Text provided:
========
To be as the still waters of the night, to soak in the waters of the evergreen as all the nature soaks up the waters of the flowing riverbed so they may flourish this is my desire. And so I shall quiet my soul and speak not an utterance, I shall sit and wait not seeking the water my soul desires but shall wait and listen for the one who brings the water that fills my cup.
For I have tasted and known this water he brings, how sweet the taste on my tongue it is, how cool and crisp is it upon my dry and hoarse throat and how it fills me up with only a single sip so life given so reviving and good. For there is no greater drink no greater wine nor any given thing that is so good as the water my Lord brings to me, what would I offer for a single drop upon my lips? Where would I go just to soak in these waters?
Yet I do not bargain nor do I seek it, I dare not move dare not utter an utterance for I have seen the wisdom of the evergreen that drinks the waters of the flowing rivers, all of nature and in all of it's beauty does not move nor utter a word for it's nourishment rather in their wisdom they stay still and wait for the rain to quench them and they without speaking a word have more wisdom than that of man in this matter.
========
Rows from a collection

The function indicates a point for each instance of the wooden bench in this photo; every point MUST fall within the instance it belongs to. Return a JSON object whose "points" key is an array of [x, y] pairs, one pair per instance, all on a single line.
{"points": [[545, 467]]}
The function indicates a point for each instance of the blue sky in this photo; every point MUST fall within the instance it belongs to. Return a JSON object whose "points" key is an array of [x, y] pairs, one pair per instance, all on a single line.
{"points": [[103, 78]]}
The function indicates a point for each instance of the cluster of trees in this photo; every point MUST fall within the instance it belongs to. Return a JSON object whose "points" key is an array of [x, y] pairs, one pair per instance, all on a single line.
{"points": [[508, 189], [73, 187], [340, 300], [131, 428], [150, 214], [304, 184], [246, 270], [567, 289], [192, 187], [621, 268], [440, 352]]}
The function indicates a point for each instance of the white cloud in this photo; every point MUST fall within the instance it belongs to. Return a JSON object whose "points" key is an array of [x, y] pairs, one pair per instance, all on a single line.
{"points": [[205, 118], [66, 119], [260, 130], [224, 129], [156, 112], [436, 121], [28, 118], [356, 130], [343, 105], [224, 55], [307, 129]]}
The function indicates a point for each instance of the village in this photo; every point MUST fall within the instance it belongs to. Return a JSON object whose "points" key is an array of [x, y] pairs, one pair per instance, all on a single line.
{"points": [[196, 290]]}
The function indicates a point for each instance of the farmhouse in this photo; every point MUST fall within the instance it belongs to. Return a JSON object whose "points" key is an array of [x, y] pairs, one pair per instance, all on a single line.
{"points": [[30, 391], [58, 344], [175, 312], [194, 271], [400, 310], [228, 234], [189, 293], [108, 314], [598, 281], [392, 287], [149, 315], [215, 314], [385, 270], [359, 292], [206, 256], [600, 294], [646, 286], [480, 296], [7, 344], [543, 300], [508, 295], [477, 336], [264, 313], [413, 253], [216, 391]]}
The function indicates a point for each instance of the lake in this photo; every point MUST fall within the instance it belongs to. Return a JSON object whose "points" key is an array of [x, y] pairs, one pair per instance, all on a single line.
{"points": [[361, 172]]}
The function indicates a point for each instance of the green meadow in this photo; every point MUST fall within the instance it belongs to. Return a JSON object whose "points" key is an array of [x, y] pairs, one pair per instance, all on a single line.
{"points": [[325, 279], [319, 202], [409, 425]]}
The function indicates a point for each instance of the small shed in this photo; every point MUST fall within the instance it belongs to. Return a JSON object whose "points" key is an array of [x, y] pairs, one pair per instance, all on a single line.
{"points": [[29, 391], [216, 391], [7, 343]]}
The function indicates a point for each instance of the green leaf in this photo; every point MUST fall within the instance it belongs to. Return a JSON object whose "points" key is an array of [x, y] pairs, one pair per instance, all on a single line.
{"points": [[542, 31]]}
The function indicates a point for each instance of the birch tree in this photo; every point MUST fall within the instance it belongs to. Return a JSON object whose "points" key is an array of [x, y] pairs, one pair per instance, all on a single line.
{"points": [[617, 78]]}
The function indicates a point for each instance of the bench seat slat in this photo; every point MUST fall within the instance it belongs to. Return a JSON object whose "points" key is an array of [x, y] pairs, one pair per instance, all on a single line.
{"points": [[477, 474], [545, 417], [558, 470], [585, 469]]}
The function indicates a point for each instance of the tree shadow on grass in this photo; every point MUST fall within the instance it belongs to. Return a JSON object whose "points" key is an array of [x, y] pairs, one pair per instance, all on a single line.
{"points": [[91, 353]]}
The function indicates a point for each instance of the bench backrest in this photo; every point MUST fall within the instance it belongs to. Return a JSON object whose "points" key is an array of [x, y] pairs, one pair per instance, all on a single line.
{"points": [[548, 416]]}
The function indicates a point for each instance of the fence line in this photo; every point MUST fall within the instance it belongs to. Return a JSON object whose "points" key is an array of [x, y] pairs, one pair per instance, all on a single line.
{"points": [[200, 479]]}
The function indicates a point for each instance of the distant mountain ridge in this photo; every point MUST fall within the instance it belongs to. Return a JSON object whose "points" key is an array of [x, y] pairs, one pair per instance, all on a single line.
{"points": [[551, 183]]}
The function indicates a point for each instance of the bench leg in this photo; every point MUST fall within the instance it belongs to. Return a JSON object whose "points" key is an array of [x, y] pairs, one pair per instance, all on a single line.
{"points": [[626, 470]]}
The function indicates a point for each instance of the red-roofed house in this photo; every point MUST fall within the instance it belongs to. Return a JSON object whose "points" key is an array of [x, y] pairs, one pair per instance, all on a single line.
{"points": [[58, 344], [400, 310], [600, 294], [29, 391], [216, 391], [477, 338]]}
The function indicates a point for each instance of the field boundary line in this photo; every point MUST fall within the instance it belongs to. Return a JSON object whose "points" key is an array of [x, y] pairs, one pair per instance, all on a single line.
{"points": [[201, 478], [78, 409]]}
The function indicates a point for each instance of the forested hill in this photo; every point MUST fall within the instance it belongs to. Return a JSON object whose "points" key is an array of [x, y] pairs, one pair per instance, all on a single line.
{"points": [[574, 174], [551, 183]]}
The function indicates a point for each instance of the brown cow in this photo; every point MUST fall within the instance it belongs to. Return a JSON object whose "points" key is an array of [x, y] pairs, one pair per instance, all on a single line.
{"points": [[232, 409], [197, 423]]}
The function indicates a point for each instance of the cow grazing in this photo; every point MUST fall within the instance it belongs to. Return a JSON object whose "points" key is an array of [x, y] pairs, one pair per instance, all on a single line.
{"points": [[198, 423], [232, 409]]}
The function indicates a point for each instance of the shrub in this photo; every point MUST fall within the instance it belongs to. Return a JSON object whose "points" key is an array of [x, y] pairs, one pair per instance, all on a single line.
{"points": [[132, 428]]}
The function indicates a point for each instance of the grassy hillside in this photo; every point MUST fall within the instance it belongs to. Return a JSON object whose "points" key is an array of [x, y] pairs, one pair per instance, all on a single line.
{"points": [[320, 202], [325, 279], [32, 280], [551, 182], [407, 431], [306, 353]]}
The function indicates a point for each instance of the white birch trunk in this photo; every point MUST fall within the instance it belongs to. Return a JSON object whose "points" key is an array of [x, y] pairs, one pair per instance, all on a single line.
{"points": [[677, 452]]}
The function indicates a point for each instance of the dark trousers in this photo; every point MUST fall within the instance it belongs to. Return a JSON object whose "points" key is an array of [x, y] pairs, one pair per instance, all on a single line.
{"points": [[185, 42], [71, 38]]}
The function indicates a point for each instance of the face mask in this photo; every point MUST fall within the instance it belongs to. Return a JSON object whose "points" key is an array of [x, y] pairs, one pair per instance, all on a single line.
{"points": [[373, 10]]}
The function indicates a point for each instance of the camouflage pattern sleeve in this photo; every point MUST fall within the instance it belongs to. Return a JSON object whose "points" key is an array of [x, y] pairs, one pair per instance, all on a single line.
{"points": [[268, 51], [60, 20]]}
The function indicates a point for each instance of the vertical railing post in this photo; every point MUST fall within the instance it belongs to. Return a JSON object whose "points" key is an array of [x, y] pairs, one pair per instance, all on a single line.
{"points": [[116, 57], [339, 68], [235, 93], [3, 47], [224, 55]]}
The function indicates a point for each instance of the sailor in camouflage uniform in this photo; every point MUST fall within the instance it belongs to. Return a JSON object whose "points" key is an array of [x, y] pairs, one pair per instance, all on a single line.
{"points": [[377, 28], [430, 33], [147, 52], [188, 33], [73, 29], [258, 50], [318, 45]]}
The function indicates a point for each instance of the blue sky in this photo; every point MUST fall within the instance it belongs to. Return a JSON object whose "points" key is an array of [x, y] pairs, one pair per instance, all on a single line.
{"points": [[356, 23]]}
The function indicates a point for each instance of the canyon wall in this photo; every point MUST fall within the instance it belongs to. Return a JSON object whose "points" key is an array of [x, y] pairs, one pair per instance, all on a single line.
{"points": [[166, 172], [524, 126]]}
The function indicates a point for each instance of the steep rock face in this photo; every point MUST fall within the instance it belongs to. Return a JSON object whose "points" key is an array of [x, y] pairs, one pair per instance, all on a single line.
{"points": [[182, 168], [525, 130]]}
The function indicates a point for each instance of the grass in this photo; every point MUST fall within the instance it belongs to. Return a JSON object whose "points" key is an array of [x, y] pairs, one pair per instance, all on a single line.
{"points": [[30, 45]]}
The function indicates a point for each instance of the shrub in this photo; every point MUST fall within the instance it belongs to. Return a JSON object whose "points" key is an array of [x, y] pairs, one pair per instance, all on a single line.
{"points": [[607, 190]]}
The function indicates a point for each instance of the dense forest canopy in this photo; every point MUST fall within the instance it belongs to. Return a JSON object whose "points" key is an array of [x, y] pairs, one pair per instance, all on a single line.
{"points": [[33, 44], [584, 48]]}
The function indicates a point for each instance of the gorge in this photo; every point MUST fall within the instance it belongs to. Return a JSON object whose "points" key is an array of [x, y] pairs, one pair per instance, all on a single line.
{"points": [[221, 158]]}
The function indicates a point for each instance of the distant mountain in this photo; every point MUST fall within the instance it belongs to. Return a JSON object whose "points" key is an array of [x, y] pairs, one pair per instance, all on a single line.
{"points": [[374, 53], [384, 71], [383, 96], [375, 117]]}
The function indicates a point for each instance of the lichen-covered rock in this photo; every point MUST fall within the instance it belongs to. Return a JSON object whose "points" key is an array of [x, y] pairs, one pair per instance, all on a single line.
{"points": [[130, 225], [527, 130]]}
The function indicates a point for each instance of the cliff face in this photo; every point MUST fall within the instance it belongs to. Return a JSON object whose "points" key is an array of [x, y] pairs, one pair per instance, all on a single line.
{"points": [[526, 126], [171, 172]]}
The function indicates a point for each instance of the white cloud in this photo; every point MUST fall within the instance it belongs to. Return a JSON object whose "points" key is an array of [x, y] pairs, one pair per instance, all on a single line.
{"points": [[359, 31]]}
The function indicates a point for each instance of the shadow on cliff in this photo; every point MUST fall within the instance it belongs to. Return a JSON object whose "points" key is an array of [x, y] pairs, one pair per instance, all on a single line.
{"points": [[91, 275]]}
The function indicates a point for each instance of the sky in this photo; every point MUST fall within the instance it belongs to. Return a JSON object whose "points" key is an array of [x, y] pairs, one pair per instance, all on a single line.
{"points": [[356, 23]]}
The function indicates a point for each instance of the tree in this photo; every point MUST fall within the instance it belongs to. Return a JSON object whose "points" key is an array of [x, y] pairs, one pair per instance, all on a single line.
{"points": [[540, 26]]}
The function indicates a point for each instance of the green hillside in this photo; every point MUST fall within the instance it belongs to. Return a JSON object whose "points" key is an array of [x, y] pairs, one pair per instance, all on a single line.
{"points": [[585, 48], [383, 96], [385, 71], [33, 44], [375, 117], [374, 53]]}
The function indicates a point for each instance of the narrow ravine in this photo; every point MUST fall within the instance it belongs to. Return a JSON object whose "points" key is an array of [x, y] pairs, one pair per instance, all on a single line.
========
Exercise: Reproduce the whole passage about waiting in stillness for water, word for word. None of the rows is needed here.

Expected answer:
To be as the still waters of the night, to soak in the waters of the evergreen as all the nature soaks up the waters of the flowing riverbed so they may flourish this is my desire. And so I shall quiet my soul and speak not an utterance, I shall sit and wait not seeking the water my soul desires but shall wait and listen for the one who brings the water that fills my cup.
For I have tasted and known this water he brings, how sweet the taste on my tongue it is, how cool and crisp is it upon my dry and hoarse throat and how it fills me up with only a single sip so life given so reviving and good. For there is no greater drink no greater wine nor any given thing that is so good as the water my Lord brings to me, what would I offer for a single drop upon my lips? Where would I go just to soak in these waters?
Yet I do not bargain nor do I seek it, I dare not move dare not utter an utterance for I have seen the wisdom of the evergreen that drinks the waters of the flowing rivers, all of nature and in all of it's beauty does not move nor utter a word for it's nourishment rather in their wisdom they stay still and wait for the rain to quench them and they without speaking a word have more wisdom than that of man in this matter.